The following quotation illustrates how Marx summarised the main features of the process leading to the formation of the first workers’ organisations: “The first attempts of workers to associate among them­selves always takes place in the form of combinations. Large-scale industry concentrates in one place a crowd of people unknown to one another. Competition divides their interests. But the maintenance of wages, this common interest that they have against their boss, unites them in a common thought of resistance – combination. Thus combination always has a double aim, that of stopping competition between workers, so that they can carry on general competition with the capitalist. If the first aim of resistance was merely the maintenance of wages, combination at first isolated, constitute themselves into groups as the capitalists in their turn unite for the purpose of repression, and in the face of always united capital, the maintenance of the association becomes more necessary to them than that of wages. This is so true that English economists are amazed to see the workers’ sacrifice a good part of their wages in favour of associations, which, in the eyes of these economists, are established solely in favour of wages. In England they have not stopped at partial combinations which have no other objective than a passing strike, and which disappear with it. Permanent combinations have been formed, trades unions which serve as ramparts for the workers in their struggles with their employers”, (Marx, The Poverty of Philosophy, pp. 149-50).

Pointing dataset excerpts:
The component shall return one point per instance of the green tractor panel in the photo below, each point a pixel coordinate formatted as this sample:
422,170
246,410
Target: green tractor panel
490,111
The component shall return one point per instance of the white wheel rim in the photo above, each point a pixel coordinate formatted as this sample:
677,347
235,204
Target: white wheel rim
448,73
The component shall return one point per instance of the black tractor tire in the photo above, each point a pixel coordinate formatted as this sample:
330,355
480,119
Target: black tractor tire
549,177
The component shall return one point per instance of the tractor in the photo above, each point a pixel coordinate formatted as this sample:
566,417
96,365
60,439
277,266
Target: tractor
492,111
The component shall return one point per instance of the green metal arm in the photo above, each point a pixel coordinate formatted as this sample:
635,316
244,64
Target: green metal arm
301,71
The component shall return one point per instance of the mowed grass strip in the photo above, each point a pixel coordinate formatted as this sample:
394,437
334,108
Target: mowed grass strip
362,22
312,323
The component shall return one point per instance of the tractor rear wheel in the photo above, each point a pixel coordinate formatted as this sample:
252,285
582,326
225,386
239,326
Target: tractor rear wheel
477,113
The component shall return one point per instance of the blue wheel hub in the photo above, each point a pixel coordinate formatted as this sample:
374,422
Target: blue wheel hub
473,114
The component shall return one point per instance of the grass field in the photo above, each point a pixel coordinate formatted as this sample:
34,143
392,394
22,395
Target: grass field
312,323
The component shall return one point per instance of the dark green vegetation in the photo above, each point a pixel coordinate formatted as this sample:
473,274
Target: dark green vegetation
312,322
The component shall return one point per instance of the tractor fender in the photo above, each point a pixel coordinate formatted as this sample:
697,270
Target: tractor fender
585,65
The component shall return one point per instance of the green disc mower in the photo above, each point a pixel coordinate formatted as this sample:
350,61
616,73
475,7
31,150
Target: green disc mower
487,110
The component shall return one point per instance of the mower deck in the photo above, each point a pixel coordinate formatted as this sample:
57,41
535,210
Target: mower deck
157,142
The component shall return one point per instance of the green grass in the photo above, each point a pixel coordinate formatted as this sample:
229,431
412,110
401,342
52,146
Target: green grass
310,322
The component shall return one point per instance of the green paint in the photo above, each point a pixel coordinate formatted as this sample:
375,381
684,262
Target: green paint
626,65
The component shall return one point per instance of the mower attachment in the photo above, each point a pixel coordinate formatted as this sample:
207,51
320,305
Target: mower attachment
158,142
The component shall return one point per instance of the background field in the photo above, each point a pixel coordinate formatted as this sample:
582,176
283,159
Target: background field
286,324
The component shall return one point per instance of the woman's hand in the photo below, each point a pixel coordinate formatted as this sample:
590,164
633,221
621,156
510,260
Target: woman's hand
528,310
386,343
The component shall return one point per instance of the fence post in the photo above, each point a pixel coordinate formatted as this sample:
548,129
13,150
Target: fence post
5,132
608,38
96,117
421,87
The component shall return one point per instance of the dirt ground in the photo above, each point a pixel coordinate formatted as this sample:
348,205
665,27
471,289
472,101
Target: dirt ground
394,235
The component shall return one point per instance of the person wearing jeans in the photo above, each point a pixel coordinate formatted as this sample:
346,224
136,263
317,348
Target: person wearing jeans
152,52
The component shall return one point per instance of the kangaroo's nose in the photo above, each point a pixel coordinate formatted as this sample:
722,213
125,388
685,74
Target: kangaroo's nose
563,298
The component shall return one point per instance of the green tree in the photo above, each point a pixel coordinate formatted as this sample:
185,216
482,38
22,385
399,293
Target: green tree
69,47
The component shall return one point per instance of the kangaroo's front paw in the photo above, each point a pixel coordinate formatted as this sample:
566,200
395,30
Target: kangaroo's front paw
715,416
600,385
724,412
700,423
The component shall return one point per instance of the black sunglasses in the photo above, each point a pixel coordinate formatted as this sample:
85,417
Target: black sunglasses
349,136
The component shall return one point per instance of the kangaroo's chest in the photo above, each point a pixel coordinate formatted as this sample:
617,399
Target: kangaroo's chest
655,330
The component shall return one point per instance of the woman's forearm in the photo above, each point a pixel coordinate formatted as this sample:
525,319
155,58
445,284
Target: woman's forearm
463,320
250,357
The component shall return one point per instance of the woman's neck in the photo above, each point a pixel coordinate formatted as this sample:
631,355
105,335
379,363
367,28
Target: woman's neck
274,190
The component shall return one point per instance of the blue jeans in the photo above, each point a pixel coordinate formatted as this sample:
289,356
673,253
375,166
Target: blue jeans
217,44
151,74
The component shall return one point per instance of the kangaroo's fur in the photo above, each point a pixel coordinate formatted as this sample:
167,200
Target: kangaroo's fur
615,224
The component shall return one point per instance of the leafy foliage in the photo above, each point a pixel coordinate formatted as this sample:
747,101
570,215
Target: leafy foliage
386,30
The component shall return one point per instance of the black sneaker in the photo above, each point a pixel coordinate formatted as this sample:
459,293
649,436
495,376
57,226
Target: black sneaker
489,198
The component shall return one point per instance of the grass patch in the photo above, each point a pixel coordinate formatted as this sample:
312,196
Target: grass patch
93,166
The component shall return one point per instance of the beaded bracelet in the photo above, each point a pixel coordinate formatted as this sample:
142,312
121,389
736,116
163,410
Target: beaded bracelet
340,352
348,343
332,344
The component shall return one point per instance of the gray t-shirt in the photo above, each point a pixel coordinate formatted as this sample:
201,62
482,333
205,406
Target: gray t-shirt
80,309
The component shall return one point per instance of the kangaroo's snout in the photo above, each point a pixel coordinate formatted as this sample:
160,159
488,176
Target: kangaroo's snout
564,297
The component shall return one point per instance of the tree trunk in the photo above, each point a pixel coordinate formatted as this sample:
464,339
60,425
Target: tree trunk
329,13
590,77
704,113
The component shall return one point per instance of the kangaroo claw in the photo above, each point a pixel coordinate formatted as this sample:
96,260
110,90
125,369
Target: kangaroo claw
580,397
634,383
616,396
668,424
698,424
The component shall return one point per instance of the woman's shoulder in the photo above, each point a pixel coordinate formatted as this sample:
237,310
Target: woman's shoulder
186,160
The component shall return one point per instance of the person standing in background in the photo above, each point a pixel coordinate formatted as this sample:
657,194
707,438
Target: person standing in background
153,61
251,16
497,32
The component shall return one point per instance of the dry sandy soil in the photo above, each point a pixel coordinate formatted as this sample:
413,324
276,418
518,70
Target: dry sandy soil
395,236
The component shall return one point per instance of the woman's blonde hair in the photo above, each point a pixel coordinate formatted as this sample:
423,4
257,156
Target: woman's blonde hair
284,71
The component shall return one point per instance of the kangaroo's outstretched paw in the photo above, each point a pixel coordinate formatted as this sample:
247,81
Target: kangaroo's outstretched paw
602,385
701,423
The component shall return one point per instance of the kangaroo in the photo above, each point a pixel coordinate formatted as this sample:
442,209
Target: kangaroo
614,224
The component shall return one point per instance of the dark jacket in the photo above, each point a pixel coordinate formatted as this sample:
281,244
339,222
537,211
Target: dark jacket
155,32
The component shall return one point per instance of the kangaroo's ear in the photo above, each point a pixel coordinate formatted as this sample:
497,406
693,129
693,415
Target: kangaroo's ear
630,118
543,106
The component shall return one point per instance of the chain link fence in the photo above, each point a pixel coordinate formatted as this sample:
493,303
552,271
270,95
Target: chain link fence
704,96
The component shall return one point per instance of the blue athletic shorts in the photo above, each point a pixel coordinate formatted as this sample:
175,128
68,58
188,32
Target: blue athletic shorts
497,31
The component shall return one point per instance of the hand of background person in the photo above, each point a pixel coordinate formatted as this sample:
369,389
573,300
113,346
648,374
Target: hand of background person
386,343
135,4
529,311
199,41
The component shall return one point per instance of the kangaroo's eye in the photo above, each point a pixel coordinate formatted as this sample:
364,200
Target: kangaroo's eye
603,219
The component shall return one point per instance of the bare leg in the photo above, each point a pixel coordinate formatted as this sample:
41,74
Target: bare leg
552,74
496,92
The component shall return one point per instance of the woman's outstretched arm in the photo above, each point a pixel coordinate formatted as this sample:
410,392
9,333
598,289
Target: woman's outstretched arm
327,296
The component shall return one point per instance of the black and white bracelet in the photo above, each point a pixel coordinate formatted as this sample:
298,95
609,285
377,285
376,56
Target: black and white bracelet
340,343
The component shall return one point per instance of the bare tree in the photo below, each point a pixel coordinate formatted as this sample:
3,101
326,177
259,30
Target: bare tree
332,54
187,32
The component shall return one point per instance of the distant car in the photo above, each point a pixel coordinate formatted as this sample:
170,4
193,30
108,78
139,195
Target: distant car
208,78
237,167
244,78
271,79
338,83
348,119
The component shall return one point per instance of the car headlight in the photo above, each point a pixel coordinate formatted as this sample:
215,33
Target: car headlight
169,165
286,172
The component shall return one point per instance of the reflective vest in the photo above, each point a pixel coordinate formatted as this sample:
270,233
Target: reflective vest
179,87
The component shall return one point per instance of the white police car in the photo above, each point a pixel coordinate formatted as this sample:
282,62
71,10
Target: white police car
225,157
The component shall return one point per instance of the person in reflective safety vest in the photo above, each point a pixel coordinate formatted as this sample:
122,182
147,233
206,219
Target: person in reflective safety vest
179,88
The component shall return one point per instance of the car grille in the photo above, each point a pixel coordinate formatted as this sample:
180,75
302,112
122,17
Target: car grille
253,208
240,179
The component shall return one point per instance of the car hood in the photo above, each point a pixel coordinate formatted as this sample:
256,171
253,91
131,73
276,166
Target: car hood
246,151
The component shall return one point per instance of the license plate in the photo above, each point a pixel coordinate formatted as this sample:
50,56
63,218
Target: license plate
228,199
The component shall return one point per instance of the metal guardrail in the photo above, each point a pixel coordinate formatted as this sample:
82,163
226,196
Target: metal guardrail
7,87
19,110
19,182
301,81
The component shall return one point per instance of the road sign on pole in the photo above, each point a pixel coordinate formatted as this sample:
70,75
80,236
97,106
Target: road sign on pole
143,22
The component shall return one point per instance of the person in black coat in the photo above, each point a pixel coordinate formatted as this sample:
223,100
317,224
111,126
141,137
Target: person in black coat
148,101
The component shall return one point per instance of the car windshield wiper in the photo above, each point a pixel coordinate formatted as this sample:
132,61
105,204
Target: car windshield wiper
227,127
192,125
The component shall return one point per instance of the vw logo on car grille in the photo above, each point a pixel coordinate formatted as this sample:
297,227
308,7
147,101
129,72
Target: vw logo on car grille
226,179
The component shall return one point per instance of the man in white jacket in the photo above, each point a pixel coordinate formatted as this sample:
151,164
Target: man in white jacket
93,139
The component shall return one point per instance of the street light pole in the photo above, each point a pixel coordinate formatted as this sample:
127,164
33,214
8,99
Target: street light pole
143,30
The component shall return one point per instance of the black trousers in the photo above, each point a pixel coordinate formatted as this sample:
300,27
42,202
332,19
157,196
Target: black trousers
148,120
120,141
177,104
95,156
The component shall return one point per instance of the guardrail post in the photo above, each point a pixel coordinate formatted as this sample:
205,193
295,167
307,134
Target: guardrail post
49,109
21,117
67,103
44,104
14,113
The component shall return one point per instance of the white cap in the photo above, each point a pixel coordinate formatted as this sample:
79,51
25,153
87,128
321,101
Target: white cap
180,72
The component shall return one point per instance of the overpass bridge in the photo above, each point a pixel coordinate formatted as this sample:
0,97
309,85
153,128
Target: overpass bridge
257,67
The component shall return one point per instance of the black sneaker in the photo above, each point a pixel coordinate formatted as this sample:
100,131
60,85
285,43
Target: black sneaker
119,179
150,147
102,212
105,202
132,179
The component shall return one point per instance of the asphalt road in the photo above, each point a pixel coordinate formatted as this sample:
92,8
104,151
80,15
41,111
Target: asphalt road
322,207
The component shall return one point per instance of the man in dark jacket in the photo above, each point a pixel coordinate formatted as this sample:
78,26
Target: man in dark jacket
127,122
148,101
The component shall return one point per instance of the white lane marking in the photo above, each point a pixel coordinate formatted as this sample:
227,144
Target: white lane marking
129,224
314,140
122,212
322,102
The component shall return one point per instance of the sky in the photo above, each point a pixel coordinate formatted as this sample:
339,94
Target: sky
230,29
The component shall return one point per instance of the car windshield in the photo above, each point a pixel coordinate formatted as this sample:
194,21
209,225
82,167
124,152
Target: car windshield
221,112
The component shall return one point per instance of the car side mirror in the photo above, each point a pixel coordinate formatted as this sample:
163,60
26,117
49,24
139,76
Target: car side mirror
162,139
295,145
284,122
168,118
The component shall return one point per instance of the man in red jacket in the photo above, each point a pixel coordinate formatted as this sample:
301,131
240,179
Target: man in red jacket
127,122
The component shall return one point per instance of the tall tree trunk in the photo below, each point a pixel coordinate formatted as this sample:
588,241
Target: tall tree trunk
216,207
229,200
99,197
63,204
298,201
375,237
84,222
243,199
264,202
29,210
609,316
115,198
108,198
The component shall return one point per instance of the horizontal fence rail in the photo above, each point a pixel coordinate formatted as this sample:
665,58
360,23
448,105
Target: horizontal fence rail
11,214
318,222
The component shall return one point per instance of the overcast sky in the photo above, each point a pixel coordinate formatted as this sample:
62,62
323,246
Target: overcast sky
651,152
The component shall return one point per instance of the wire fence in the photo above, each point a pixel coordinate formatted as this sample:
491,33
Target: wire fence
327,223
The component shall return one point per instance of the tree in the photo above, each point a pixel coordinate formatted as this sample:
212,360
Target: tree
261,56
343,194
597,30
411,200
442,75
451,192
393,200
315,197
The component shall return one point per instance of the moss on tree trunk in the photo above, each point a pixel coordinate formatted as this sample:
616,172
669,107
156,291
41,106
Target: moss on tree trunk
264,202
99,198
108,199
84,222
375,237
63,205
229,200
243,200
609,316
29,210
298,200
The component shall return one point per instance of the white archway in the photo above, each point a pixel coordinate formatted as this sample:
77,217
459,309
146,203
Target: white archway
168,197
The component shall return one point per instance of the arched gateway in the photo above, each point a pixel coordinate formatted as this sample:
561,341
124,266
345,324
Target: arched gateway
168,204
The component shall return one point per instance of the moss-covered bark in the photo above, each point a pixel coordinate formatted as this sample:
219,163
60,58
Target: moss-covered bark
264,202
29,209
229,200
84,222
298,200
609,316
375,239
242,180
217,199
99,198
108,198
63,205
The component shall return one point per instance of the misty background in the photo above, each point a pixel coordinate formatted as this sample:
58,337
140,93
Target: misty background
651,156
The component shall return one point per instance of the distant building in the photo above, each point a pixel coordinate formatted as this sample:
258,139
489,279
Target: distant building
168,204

# Set of tasks:
- a) Condense the paragraph of the text on workers' combinations that begins "The following quotation illustrates" into a bulleted list of its main points.
- b) From the text on workers' combinations, translate this sentence into Spanish: "Large-scale industry concentrates in one place a crowd of people unknown to one another."
- c) Continue the text on the formation of the first workers' organizations, picking up after its final sentence.

# Answers to the tasks:
- a)
- The paragraph quotes Marx's summary of how the first workers' organizations formed.
- Workers first associate with one another in the form of combinations.
- Large-scale industry gathers strangers in one place. Competition divides their interests, but their shared interest in maintaining wages against the boss unites them in resistance.
- Combination has a double aim: to stop competition among workers so they can compete together against the capitalist.
- Isolated combinations form into groups as capitalists unite for repression. Keeping the association then matters more to workers than wages.
- English economists are amazed that workers give up a good part of their wages for associations.
- In England, workers went beyond temporary combinations formed for a single strike and built permanent ones: trades unions that serve as ramparts in their struggles with employers.
- Source: Marx, The Poverty of Philosophy, pp. 149-50.

- b) La gran industria concentra en un solo lugar a una multitud de personas desconocidas entre sí.

- c)
Trade unions appeared therefore as permanent organisations of the class whose purpose was to facilitate the organised resis­tance of the workers against capital. Products of economic conditions and instruments of a basically economic conflict, they were not, however, nor could they be (contrary to the assertions of the anarcho-syndicalists and the reformists) ‘a-political’ organisations.

Everything that has to do with the government of the state is political. Because the bourgeois state is the guarantor and defender of the relations that link capital to labour, any resistance to such relations is inevitably to the state, and therefore, a political struggle. Thus immediately following the last passage we quoted, Marx adds: “In this struggle - a veritable civil war - all the elements necessary for the coming battle unite and develop. Once it has reached this point, association takes on a political character...Economic conditions had first transformed the mass of the people of the country into workers. The combin­ation of capital has created for this mass a common sit­uation, common interests. This mass is thus already a class as against capital, but not yet for itself…But the struggle of class against class is a political struggle…Do not say that social movement excludes political movement. There is never a political movement which is not at the same time social”, (Marx, The Poverty of Philosophy, pp. 150 and 152).


But if it is quite obvious that the class struggle of the proletariat cannot help but bear a relationship to the govern­ment of the state, and hence is inevitably political in nature, we still have to find out what type of political struggle it is.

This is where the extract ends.